- Text block -
──────────────────────────────
Current Opinion in Infectious Diseases: February 2015 - Volume 28 - Issue 1 - p 61–71
doi: 10.1097/QCO.0000000000000129
SEXUALLY TRANSMITTED DISEASES: Edited by Karen E. Rogstad
Editor's Choice

Purpose of review: A state-of-the-art overview of molecular Chlamydia trachomatis typing methods that are used for routine diagnostics and scientific studies.

Recent findings: Molecular epidemiology uses high-resolution typing techniques such as multilocus sequence typing, multilocus variable number of tandem repeats analysis, and whole-genome sequencing to identify strains based on their DNA sequence. These data can be used for cluster, network and phylogenetic analyses, and are used to unveil transmission networks, risk groups, and evolutionary pathways. High-resolution typing of C. trachomatis strains is applied to monitor treatment efficacy and re-infections, and to study the recent emergence of lymphogranuloma venereum (LGV) amongst men who have sex with men in high-income countries. Chlamydia strain typing has clinical relevance in disease management, as LGV needs longer treatment than non-LGV C. trachomatis. It has also led to the discovery of a new variant Chlamydia strain in Sweden, which was not detected by some commercial C. trachomatis diagnostic platforms.
──────────────────────────────
- Supplied material -
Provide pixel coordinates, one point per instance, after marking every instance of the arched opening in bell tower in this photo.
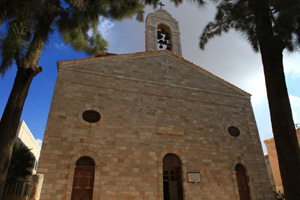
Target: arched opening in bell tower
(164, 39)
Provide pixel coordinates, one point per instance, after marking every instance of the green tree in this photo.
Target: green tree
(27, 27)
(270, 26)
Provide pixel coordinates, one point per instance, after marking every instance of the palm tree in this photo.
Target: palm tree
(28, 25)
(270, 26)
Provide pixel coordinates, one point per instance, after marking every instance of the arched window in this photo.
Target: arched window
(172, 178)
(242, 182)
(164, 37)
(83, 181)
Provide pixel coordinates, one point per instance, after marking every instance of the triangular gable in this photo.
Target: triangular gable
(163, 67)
──────────────────────────────
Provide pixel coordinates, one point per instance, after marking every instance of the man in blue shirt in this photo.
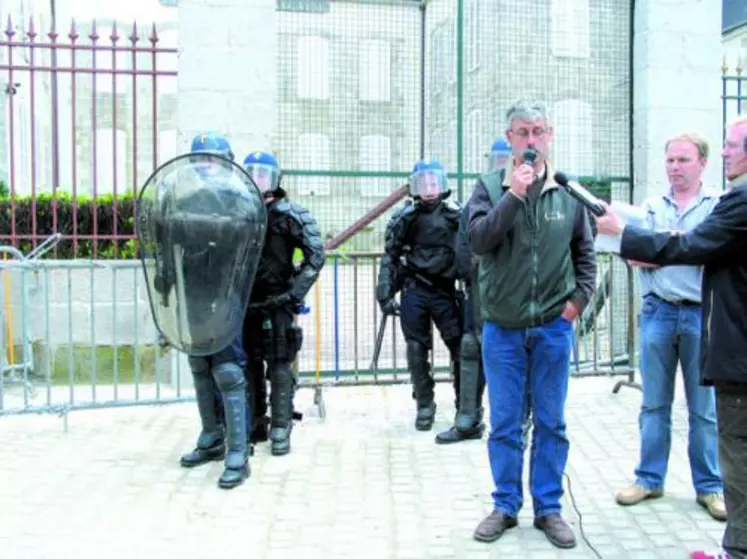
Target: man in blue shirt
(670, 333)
──────────────────────────────
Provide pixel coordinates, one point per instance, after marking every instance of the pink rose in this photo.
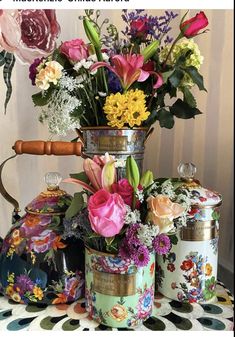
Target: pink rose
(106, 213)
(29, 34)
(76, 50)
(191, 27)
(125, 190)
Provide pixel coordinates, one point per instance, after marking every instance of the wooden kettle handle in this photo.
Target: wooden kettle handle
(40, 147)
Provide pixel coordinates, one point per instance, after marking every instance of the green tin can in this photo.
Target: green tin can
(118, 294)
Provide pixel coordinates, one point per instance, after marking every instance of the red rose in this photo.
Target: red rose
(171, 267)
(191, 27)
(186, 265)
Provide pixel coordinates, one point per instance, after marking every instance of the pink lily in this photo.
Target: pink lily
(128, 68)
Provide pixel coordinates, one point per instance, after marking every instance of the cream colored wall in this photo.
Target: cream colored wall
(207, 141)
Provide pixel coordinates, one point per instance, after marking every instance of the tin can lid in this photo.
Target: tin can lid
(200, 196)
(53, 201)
──────────────────────────────
- Complete the following -
[a] Decide whether each statement agrees with the abstract on Chlamydia trachomatis typing. For each, answer yes or no and quote the deciding words of the abstract.
(i) Whole-genome sequencing is named as one of the high-resolution typing techniques.
(ii) The new variant Chlamydia strain found in Sweden was detected by every commercial diagnostic platform.
(iii) LGV requires a longer course of treatment than non-LGV C. trachomatis.
[b] Continue the abstract on Chlamydia trachomatis typing, starting after its last sentence.
The items are separate material with no connection to the abstract.

- Answers given -
[a]
(i) Yes: "high-resolution typing techniques such as multilocus sequence typing, multilocus variable number of tandem repeats analysis, and whole-genome sequencing"
(ii) No: "which was not detected by some commercial C. trachomatis diagnostic platforms"
(iii) Yes: "LGV needs longer treatment than non-LGV C. trachomatis"

[b]
Summary: After a brief history and comparison of the various Chlamydia typing methods, the applications of the current techniques are described and future endeavors to extend scientific understanding are formulated. High-resolution typing will likely help to further unravel the pathophysiological mechanisms behind the wide clinical spectrum of chlamydial disease.

aSTI Outpatient Clinic, Public Health Service of Amsterdam (GGD Amsterdam)

bCenter for Infection and Immunology Amsterdam (CINIMA), Academic Medical Center (AMC), University of Amsterdam

cDepartment of Dermatology, Academic Medical Center (AMC), University of Amsterdam

dDepartment of Research, Public Health Service of Amsterdam (GGD Amsterdam)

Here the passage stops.